---------- Available data ----------

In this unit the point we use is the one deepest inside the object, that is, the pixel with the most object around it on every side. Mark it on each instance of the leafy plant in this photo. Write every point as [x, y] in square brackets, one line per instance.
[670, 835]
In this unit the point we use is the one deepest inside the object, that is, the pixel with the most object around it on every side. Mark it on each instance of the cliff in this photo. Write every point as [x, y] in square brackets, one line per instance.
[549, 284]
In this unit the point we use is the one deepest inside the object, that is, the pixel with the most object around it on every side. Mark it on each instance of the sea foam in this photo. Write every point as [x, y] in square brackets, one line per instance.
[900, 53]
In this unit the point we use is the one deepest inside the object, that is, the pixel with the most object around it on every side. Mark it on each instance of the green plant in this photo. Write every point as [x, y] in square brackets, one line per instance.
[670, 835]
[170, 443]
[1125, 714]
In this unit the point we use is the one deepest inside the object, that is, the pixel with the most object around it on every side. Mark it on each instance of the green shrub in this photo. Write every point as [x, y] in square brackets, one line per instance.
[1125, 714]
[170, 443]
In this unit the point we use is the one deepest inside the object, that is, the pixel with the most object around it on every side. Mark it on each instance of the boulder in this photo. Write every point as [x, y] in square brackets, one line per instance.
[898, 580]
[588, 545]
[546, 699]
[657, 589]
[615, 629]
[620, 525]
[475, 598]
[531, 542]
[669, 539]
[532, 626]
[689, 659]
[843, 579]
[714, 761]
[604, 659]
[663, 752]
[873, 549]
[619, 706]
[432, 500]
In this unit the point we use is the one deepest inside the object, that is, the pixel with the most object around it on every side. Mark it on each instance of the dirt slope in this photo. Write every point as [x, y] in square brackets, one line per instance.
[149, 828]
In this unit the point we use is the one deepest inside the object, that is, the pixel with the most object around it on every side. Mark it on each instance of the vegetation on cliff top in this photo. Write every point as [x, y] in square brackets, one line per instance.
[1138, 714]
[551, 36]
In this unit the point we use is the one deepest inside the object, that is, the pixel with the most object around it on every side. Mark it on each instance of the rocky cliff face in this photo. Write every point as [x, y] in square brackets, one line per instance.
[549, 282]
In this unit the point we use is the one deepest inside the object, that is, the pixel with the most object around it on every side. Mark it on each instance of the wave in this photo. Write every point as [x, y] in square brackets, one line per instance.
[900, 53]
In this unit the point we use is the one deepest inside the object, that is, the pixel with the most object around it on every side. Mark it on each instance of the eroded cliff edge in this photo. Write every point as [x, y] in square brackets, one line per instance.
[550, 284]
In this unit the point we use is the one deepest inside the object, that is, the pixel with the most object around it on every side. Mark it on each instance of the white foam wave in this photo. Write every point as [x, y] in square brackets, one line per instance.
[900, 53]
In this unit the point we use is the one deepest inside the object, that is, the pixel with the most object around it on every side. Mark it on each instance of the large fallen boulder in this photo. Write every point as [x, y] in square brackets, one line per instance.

----------

#### Do this
Render every line of the entries above as a Markdown table with two columns, Row and Line. Number the rows consecutively and omit any blank lines.

#### Result of the exercise
| Row | Line |
|---|---|
| 1 | In this unit the point we use is the one deepest inside the object, that is, the pixel with the most object around it on every side. Mark it on each instance of the leafy plant in this photo. Write every point as [x, y] in square brackets, one line per instance. |
| 2 | [670, 835] |
| 3 | In this unit the point we use is the one deepest inside the object, that is, the pixel with the most object around it on every side. Mark it on each instance of the cliff in this photo. Write every point as [x, y] in square brackets, one line per instance. |
| 4 | [549, 284] |
| 5 | In this unit the point we use is the one deepest inside the object, that is, the pixel with the most object around it on every side. Mark it on each instance of the sea foam in this photo. Write every point as [x, y] in square brackets, one line per instance. |
| 6 | [900, 53] |
| 7 | In this unit the point we use is the one deepest inside the object, that is, the pixel with the most object around it on every side. Mark it on each instance of the green plant in this photo. Write every point as [x, y] in square brackets, one line per instance. |
| 8 | [670, 835] |
| 9 | [170, 443] |
| 10 | [1125, 714] |
| 11 | In this unit the point we use is the one deepest inside the object, that is, the pixel with the most object around it on every side. Mark it on each instance of the green shrub in this photo. Write every point as [x, y] in square brackets, one line per instance. |
| 12 | [1125, 714] |
| 13 | [170, 443] |
| 14 | In this unit the point we use is the one deepest inside the object, that is, the pixel with the most object around it on every side. Mark it on each instance of the boulder in this photo. Write every point as [x, y] in square brackets, one line per instance. |
| 15 | [898, 580] |
| 16 | [588, 545] |
| 17 | [546, 699] |
| 18 | [657, 589] |
| 19 | [615, 629] |
| 20 | [620, 525] |
| 21 | [475, 598] |
| 22 | [531, 542] |
| 23 | [669, 539] |
| 24 | [532, 626] |
| 25 | [689, 659] |
| 26 | [843, 579] |
| 27 | [714, 761] |
| 28 | [604, 659] |
| 29 | [663, 752] |
| 30 | [873, 549] |
| 31 | [619, 706] |
| 32 | [432, 500] |
| 33 | In this unit the point we use is the one deepest inside the object, that is, the pixel with the most object around it on every side. Mark it on each instance of the dirt slope in this photo. Write every point as [x, y] in square brackets, one line per instance. |
| 34 | [149, 828] |
| 35 | In this unit the point we use is the one deepest inside the object, that is, the pixel with the most object around it on every side. Mark it on each instance of the vegetation on cliff top in this photo. Write every point as [x, y] in square brackets, one line per instance. |
| 36 | [1138, 714] |
| 37 | [551, 36] |
| 38 | In this unit the point we use is the one deepest inside the object, that is, the pixel with the most object around it on every side. Mark it on each instance of the rocky cliff face in this photo. Write every point as [x, y] in square brackets, one line per instance. |
| 39 | [549, 282] |
| 40 | In this unit the point we use is the one deepest inside the object, that is, the pixel with the most object around it on every side. Mark it on each instance of the wave in this photo. Write every point as [x, y] in square brackets, one line per instance. |
| 41 | [900, 53] |
| 42 | In this unit the point we use is the one deepest inside the object, that is, the pixel with the most object around it on every side. Mark it on each instance of the eroded cliff edge in this photo. Write every point as [x, y] in square brackets, one line per instance. |
| 43 | [550, 284] |
| 44 | In this unit the point we use is the one deepest inside the object, that is, the pixel with the most object around it on every side. Mark it on each instance of the white foam wave in this photo. Write every point as [x, y] in square brackets, one line per instance. |
| 45 | [900, 53] |
| 46 | In this unit the point we use is the one deepest inside the object, that is, the pixel with the most object around it on every side. Mark it on each instance of the large fallen boulder in this photo. Write every point as [x, y] in square brackets, one line per instance. |